Written exercise:
Write out the lines of the data below as a numbered list, omitting any blank lines.

Provided material:
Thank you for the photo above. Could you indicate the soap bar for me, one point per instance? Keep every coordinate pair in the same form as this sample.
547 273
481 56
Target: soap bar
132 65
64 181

Result:
1. Thank you for the photo above. Could you indicate the soap bar for me, one point per instance? Keep every coordinate pair in the same form as this sample.
2. 547 273
3. 481 56
4. Target: soap bar
5. 132 65
6. 64 181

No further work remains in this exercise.